**GIVEN REQUEST**
Starting at the top of the data listing and ending at the line holding "[195,326,215,346]", copy those lines out again, switching "harbor water" to "sea water" and keeping everything else the same.

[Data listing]

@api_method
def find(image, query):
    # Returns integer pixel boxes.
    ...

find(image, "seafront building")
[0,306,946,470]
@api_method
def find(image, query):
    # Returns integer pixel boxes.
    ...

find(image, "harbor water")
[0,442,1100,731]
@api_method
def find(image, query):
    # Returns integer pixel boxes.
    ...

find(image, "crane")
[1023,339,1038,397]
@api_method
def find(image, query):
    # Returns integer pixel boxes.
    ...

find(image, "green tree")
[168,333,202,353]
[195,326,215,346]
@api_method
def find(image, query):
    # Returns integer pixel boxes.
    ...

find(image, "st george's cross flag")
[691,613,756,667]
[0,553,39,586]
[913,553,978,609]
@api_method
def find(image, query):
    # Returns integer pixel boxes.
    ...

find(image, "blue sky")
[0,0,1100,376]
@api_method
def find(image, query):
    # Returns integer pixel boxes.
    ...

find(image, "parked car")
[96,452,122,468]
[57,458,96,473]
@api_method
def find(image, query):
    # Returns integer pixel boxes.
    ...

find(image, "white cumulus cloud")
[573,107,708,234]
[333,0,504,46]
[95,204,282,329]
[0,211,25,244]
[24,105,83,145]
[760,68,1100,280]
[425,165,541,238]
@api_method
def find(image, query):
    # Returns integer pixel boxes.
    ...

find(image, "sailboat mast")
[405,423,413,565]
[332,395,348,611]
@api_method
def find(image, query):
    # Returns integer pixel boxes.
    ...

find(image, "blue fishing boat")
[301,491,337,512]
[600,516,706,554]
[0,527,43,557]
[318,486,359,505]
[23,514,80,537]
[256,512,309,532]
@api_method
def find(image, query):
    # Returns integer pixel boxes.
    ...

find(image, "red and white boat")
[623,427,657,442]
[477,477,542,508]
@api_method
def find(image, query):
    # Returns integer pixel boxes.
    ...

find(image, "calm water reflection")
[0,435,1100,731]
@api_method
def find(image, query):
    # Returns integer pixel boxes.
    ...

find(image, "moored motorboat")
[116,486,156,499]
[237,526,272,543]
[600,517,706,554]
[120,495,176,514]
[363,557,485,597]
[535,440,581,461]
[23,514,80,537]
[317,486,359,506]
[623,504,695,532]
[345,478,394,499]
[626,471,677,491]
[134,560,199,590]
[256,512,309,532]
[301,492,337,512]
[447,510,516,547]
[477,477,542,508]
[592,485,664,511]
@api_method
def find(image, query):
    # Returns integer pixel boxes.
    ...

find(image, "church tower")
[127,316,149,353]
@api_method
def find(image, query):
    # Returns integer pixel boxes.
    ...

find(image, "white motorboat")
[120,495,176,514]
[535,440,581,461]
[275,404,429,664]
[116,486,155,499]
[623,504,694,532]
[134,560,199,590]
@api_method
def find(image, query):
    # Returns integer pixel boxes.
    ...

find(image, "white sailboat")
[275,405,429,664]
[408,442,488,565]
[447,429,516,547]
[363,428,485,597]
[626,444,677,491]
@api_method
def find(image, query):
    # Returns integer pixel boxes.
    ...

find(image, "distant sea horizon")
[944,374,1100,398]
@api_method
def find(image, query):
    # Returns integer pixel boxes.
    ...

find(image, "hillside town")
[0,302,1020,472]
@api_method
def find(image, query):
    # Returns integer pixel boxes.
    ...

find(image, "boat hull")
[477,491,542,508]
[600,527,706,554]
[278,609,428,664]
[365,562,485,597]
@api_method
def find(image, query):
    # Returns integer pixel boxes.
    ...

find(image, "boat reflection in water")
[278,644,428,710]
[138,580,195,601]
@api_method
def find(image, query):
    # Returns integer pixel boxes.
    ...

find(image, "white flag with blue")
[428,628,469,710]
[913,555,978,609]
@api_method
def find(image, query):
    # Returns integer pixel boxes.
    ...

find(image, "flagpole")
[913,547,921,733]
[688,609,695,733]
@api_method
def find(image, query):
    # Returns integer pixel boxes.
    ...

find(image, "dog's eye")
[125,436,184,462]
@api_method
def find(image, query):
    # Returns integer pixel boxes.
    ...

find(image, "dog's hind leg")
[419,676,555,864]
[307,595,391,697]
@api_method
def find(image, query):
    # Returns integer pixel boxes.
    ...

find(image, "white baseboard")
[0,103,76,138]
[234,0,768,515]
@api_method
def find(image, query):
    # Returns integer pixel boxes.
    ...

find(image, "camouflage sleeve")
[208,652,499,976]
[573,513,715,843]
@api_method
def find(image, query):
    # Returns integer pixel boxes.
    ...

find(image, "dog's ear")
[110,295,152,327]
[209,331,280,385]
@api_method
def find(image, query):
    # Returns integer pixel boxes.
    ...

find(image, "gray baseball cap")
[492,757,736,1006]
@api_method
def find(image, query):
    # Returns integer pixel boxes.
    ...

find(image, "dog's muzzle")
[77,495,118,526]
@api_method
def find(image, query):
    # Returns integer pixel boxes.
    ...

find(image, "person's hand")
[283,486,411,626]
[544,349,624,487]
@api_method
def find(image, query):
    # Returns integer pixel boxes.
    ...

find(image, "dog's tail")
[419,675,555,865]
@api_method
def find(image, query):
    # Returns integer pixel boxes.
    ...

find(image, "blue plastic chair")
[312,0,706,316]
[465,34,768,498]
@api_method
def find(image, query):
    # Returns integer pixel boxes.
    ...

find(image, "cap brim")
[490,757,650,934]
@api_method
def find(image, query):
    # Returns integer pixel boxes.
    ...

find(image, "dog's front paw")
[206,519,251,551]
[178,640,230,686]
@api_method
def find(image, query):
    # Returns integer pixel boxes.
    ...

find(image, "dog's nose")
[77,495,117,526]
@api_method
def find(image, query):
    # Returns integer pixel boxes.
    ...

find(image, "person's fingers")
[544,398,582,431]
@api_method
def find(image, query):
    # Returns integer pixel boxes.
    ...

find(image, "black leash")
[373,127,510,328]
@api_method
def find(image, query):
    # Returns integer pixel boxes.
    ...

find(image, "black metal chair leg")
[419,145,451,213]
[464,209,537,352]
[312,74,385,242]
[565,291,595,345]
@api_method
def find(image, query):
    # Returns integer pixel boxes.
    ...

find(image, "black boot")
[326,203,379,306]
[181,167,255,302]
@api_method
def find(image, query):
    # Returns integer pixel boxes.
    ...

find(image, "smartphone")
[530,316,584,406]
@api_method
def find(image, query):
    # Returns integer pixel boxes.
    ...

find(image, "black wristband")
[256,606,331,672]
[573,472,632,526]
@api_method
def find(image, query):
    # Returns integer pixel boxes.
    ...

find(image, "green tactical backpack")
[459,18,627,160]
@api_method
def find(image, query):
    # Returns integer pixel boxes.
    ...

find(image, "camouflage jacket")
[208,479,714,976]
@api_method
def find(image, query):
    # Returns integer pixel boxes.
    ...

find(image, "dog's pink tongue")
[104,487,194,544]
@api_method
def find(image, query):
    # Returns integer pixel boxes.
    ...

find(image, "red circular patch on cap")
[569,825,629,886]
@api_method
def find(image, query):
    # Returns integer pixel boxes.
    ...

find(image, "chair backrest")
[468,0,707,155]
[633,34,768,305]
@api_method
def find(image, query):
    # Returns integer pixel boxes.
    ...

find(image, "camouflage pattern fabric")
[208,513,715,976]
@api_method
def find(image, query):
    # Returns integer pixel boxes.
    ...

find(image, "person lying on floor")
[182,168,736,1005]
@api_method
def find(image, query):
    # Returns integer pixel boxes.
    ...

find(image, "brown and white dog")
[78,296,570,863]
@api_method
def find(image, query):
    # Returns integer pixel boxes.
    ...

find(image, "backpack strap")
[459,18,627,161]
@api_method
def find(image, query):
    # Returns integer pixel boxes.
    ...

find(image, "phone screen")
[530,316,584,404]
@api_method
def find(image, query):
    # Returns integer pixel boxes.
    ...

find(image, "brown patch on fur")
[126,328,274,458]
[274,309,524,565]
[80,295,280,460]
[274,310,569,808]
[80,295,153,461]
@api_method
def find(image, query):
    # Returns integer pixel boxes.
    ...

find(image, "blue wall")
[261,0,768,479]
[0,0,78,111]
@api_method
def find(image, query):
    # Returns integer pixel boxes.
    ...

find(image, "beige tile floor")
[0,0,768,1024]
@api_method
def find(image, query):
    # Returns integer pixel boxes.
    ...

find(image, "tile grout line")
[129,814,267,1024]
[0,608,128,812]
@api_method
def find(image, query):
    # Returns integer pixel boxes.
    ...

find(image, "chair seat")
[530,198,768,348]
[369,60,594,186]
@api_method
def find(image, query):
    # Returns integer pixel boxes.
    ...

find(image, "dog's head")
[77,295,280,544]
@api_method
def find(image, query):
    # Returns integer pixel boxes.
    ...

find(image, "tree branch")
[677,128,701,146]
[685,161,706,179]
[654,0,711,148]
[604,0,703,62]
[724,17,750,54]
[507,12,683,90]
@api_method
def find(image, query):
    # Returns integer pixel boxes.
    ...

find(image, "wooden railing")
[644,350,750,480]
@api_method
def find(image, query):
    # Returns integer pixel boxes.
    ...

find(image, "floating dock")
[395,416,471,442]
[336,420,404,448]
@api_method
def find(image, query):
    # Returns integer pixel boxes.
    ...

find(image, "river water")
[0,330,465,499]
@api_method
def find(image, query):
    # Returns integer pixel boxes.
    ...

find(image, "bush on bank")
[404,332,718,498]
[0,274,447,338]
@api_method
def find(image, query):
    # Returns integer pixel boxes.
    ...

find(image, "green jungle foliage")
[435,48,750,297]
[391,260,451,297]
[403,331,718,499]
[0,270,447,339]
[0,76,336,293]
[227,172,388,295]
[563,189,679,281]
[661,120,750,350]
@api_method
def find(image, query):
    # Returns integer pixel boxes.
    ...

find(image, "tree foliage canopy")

**ANSWER IN FULL**
@api_method
def find(image, query):
    # Returns integer pixel boxes.
    ...

find(image, "seafront building")
[0,306,946,470]
@api_method
def find(image, query):
    # Returns integer pixel boxes.
    ...

find(image, "sea water")
[0,442,1100,731]
@api_method
def find(image, query):
    # Returns integer pixel boxes.
    ...

find(image, "crane")
[1023,339,1038,397]
@api_method
def find(image, query):
    # Returns integer pixel boxes.
    ...

find(image, "green tree")
[168,333,202,353]
[195,326,215,346]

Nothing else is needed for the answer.